--- Passage shown Enclosed Below ---
Understand Your Improvement Goals
You have to have a clear goal when you set out to improve a process. It may be a quality challenge, a cycle time challenge, or a set up challenge. It may be multiple things, according to Ramirez. "If you look at the fishbone, it could be multiple spines causing one problem. At the end of the day, what we want to do is have the product built, flow, and able to meet or exceed any quality requirements. That’s what we want to accomplish," he explains. "It’s interesting because we were talking earlier about the machine cycle times. Some of our machines run 100,000 or a gazillion components, but interestingly enough, we have found that in some instances, slowing down the equipment significantly improves the output and the flow. It is a compromise. Back to your question about the goal, it could be many different aspects. It’s just a matter of understanding what is it that you’re trying to accomplish and what could be negatively impacting the goal."
"We're rabid about reducing waste and we sit down, we value-stream map, we do some measurements, and we see where we should focus first," says Prina. "The tough part is always how you make sure that whatever you’ve done sticks. We try to use multiple events and things like that. Get people involved and then go back and just get that standard work written down and then checked daily at a supervisor or lead level, and check monthly at an executive level. Did we stink? Are we still headed in the right direction? What’s our next step? Okay, we reduced 50% of the waste, how do we get 50% out of there again?"
So, what are the best practices to consider when improving the electronic assembly process? Prina says its "measure what matters."
--- End of Enclosed Passage shown ---
Brief 1
Say whether each statement agrees with the passage on process improvement. Answer yes or no for each, and quote the words from the passage that decide it.
(a) In some instances, slowing down the equipment has significantly improved output and flow.
(b) Prina says standard work is checked daily at an executive level.
(c) Prina describes making sure changes stick as the easy part.
Brief 2
According to the passage on process improvement, what does Prina name as a best practice for improving the electronic assembly process?
Brief 3
Write what comes next in the passage on process improvement, picking up after its final sentence.
The items that follow come from a different source than the passage on process improvement.
--- Data for analysis Enclosed Below ---
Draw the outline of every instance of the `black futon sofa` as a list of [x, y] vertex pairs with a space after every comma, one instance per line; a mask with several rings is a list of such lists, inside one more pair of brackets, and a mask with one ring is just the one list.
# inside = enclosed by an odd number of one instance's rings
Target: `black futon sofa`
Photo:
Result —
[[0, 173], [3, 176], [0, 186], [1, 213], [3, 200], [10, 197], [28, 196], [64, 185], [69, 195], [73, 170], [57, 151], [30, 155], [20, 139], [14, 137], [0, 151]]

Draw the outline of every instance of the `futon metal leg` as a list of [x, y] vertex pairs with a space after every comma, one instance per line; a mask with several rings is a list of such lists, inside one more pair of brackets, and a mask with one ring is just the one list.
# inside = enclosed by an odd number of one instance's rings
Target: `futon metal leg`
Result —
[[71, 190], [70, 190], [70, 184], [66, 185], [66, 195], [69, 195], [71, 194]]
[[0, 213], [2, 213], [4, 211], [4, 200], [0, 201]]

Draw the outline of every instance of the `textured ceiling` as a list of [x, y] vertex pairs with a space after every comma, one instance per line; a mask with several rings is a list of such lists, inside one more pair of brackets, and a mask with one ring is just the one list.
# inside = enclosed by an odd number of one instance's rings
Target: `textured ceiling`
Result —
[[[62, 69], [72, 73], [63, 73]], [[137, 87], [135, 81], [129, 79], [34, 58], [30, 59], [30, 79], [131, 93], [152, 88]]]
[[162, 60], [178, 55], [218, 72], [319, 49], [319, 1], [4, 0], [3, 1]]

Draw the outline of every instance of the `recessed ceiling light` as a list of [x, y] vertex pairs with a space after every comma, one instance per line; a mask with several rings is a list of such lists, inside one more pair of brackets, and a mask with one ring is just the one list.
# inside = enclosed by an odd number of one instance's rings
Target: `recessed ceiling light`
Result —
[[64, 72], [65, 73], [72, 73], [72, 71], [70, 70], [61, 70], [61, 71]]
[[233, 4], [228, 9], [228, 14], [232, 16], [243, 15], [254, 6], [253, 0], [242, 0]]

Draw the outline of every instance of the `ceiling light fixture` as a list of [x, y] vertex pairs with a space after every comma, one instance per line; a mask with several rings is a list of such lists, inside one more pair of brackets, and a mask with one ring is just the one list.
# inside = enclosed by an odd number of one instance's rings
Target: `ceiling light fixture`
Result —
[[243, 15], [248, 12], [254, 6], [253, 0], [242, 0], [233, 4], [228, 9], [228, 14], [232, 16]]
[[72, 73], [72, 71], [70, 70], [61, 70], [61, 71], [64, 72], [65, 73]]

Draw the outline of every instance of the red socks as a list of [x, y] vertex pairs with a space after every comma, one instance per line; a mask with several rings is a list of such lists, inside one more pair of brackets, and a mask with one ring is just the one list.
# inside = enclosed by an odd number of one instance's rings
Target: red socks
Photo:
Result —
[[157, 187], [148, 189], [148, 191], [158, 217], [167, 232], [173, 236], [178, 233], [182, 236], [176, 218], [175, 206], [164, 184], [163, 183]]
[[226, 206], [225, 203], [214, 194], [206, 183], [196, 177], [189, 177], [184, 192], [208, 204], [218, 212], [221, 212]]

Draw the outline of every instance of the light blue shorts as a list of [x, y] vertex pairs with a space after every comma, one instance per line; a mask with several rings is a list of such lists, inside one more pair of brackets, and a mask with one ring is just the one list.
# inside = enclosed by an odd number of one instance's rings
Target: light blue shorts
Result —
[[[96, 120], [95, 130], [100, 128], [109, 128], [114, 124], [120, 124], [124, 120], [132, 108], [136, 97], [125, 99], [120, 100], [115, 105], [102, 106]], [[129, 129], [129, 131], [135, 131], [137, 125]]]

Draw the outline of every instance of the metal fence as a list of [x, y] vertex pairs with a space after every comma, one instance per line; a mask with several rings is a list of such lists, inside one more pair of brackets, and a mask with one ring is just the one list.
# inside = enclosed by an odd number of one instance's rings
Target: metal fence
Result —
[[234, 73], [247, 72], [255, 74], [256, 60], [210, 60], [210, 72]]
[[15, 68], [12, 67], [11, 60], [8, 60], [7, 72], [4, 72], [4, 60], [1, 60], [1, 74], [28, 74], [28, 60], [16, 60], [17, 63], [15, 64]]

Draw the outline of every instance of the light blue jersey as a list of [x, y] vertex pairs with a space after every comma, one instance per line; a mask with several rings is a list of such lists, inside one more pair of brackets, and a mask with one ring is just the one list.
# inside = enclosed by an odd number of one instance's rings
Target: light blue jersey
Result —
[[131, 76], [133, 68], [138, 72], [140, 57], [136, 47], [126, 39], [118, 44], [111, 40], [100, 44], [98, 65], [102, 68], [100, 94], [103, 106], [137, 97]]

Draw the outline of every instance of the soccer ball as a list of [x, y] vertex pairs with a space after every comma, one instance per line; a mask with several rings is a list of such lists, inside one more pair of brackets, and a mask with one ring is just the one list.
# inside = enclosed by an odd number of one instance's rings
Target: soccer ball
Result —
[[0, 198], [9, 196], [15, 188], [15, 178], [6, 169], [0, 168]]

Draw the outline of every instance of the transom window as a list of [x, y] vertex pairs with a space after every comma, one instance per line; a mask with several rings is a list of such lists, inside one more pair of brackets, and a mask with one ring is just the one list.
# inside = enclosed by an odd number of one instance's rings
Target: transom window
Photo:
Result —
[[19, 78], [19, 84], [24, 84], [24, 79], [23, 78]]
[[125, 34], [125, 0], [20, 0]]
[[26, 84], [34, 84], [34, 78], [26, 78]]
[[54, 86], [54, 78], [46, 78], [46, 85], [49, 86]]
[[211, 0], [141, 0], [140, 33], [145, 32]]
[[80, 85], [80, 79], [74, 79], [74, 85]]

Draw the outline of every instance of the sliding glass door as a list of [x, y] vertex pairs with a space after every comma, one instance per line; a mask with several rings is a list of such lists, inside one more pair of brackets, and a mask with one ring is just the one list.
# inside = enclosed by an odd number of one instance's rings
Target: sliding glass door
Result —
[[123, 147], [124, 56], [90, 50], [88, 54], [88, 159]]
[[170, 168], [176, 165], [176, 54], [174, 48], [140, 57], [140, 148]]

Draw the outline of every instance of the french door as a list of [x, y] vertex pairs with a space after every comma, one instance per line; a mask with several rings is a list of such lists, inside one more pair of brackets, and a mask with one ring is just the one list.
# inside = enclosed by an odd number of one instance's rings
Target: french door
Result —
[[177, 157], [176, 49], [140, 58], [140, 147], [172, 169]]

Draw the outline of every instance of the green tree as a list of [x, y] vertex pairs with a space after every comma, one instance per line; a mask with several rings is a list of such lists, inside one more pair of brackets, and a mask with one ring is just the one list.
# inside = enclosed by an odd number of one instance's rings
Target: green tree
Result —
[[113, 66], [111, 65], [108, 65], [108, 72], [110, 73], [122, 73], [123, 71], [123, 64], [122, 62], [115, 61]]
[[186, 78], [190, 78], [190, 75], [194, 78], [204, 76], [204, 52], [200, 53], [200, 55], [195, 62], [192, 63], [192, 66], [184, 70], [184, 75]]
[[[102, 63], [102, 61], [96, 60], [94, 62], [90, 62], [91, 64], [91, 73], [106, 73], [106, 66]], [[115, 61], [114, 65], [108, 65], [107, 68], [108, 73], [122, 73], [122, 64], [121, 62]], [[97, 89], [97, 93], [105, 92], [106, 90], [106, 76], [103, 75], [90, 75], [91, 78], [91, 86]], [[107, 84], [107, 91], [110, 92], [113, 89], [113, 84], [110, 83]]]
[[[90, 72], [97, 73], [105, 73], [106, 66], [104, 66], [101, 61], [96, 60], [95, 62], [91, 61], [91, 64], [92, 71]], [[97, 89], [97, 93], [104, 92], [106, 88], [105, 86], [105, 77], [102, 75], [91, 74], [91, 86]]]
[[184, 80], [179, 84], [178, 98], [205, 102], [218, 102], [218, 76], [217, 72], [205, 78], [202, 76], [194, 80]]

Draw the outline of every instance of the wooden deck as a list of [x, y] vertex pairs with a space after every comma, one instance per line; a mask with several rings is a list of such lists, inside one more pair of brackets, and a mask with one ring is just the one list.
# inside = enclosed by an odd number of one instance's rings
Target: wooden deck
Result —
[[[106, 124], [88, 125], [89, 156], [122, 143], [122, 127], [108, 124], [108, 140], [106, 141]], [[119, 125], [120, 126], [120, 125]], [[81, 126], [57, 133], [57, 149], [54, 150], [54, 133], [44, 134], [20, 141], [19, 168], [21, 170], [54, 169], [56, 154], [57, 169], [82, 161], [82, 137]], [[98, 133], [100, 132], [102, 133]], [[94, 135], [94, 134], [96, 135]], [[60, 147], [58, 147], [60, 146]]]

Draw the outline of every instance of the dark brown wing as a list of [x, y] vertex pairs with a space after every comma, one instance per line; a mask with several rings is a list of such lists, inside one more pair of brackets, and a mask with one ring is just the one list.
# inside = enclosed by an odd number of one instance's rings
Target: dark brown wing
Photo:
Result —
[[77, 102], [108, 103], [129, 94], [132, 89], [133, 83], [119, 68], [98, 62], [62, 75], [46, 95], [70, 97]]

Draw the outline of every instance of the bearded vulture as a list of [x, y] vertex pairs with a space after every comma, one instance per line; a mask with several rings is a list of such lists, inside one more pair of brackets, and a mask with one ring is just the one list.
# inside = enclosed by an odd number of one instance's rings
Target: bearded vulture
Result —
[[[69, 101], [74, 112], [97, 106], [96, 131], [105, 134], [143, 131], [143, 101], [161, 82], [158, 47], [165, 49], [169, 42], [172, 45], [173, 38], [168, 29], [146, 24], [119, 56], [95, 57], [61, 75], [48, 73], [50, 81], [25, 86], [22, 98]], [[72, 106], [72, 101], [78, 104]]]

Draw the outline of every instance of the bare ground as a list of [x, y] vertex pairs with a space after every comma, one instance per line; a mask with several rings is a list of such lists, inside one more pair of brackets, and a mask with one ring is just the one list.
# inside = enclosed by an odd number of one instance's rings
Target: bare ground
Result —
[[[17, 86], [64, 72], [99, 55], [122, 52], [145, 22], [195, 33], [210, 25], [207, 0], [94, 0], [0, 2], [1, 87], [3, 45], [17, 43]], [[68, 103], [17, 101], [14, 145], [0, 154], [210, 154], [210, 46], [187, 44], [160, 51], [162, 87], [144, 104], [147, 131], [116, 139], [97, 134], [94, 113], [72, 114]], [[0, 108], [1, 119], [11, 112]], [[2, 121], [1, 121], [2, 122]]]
--- End of Enclosed Data for analysis ---
Expected output 1
(a) Yes: "slowing down the equipment significantly improves the output and the flow."
(b) No: "checked daily at a supervisor or lead level, and check monthly at an executive level."
(c) No: "The tough part is always how you make sure that whatever you’ve done sticks."

Expected output 2
Measure what matters.

Expected output 3
"For years, we’ve picked out a number of KPIs and we just took some numbers here, took some numbers there, and didn’t really do much with them," he says. "We didn’t get much effect for it. We built some KPI trees, decided what key processes we really want to monitor and what we’re going to do with that information once we have it."
"Back to fundamentals," notes Ramirez. "The theory of constraints. There is one thing that is making your whole process slow. If you focus on that area, then you measure that area, you know that everything else flows. Listen to your employees. That guy or gal that is spending eight hours in front of that machine can probably tell you more about what is causing the problem. Maybe he or she doesn’t know what exactly the problem is, but by getting their inputs, understanding under what circumstances these problems happened, they typically can tell you a lot of information and help you actually fix the problem. That is something that we have to keep repeating all the time to our management team. The more your people know, the more you involve them, the better your results are going to be."